What you have to do: Translate this sentence from the tauDilepton analysis readme into Spanish: "MOVED TO GITHUB.COM ON APRIL 30th, 2013 because of CERN CVS service shutdown".

Skip to content

vveckaln/spy_analysis

Repository files navigation

----------------------------------
Repository for tauDilepton analysis
-----------------------------------
* This is the manual. Read the fucking manual +BEFORE+ running the code.

* For help: pietro.vischia atPlzNoSpam gmail.com / pietro.vischia atPlzNoSpam cern.ch

* Will work for ttbar cross section measurement as well as charged higgs search/tau polarization

* This started as a porting to a compiled binary approach like LIP/Top, in order
to remove levels of messiness in the original code to be compiled every time together with
its libraries - whoah running time is already 1/2 than before, LoL

* MOVED TO GITHUB.COM ON APRIL 30th, 2013 because of CERN CVS service shutdown

------------
Installation
------------
# 5311_patch6 (for analysis only)

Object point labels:
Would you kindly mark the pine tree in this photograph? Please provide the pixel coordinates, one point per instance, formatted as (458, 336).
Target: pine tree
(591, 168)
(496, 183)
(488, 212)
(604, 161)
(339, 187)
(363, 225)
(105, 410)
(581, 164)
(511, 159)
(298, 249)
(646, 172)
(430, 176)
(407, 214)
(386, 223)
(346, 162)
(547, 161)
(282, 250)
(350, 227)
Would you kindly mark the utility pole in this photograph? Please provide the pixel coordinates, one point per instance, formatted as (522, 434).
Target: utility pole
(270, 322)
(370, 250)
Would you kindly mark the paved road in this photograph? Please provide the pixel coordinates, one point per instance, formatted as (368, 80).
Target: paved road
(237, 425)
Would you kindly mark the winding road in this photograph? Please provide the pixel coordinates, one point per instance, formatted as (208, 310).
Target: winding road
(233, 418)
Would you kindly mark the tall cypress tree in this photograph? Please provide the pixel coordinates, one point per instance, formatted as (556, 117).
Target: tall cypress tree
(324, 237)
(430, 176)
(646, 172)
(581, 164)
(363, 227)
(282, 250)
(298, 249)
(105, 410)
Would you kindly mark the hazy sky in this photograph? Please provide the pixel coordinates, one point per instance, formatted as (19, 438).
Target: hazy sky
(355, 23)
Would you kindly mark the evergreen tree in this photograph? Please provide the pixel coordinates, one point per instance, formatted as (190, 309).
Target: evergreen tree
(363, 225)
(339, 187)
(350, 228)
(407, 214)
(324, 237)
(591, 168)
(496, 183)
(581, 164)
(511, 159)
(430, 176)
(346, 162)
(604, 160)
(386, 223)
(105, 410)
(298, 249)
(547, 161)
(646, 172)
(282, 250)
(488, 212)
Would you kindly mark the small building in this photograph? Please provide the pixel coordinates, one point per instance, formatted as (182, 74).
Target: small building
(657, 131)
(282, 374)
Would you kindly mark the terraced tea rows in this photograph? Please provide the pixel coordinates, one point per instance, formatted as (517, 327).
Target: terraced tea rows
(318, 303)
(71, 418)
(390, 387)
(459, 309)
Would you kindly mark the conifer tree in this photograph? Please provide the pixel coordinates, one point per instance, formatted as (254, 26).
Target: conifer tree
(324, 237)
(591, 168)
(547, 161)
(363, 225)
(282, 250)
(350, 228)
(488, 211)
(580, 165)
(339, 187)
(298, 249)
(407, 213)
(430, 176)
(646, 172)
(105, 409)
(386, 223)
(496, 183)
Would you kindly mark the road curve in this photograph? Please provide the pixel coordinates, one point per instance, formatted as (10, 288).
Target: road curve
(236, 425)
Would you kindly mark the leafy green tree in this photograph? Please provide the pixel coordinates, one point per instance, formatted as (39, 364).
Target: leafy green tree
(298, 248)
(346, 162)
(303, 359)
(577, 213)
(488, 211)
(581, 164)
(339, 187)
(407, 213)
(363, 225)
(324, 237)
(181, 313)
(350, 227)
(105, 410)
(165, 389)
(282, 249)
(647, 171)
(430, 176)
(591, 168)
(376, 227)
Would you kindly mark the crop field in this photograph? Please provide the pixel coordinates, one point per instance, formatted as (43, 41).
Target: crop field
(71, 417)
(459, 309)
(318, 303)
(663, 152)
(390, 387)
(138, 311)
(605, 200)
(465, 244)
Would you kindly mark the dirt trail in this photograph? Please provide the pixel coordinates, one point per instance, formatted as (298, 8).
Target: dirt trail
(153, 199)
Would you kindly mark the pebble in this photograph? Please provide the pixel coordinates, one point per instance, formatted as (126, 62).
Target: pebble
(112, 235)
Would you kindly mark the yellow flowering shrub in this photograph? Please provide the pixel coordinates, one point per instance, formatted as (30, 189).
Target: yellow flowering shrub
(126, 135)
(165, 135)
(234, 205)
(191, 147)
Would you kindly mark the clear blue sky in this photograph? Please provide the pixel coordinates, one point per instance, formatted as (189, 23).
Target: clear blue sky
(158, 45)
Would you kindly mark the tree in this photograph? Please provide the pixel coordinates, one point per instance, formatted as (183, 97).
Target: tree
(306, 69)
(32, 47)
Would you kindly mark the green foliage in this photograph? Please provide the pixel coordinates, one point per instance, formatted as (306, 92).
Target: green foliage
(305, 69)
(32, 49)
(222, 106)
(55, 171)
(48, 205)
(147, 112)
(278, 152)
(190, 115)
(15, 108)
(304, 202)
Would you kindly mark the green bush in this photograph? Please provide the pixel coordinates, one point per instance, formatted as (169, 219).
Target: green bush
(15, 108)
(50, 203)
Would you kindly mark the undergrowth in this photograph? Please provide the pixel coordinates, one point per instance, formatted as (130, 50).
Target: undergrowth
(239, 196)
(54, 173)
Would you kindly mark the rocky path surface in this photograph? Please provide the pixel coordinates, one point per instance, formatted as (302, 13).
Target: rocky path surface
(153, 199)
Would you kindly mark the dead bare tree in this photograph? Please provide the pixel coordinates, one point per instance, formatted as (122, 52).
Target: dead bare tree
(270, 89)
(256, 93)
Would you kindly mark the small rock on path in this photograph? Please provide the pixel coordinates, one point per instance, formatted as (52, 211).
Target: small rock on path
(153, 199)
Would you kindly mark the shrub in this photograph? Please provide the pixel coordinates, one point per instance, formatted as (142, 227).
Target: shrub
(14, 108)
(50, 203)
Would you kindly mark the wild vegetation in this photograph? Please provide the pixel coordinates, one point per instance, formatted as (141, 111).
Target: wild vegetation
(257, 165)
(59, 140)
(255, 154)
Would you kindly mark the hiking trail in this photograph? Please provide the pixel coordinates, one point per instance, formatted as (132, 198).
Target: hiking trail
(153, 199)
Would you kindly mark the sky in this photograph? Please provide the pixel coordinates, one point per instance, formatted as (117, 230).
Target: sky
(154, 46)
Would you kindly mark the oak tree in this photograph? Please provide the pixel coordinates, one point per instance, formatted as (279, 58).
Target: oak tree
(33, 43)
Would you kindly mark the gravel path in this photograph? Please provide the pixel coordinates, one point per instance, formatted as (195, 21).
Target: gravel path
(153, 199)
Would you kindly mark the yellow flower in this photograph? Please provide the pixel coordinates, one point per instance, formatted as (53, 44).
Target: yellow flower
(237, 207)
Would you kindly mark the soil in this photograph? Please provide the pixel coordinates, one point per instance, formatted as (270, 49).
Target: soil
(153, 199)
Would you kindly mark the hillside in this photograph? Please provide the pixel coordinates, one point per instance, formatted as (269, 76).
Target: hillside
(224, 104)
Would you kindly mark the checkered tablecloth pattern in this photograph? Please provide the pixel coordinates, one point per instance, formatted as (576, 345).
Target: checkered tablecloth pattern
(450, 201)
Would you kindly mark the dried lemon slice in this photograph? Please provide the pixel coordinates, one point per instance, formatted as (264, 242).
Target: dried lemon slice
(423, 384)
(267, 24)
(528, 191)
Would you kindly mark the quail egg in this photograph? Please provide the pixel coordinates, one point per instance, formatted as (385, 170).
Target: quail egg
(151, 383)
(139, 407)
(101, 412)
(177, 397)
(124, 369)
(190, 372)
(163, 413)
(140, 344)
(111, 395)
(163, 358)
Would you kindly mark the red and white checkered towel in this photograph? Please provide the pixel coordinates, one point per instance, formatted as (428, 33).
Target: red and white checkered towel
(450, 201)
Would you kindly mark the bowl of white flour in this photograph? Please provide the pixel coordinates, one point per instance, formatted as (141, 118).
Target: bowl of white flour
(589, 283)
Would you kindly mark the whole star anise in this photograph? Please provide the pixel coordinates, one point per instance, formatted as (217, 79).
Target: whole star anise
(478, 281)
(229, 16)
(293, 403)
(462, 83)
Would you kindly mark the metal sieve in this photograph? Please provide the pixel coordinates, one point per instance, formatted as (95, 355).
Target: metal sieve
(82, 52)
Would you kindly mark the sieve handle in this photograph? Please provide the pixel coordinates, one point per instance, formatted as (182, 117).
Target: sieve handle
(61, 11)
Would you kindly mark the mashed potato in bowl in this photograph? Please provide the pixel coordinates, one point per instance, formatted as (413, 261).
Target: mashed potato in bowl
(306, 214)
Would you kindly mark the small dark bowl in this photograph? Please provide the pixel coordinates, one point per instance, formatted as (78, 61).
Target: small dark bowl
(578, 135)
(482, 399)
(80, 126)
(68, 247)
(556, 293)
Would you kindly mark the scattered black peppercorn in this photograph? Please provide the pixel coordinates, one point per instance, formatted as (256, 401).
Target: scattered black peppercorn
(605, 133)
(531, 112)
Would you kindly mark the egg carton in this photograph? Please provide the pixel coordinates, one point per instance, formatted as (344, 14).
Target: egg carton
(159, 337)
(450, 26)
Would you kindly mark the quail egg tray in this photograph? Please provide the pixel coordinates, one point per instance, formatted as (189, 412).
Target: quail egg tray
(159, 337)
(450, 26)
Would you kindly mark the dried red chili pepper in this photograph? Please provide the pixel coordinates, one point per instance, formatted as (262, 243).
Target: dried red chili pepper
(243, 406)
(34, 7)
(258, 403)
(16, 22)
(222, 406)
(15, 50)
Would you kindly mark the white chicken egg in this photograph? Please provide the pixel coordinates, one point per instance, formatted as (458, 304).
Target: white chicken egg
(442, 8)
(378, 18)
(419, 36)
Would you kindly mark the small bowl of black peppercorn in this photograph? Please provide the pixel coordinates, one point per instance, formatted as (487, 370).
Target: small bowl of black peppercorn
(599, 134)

The response: TRASLADADO A GITHUB.COM EL 30 DE ABRIL DE 2013 debido al cierre del servicio CVS del CERN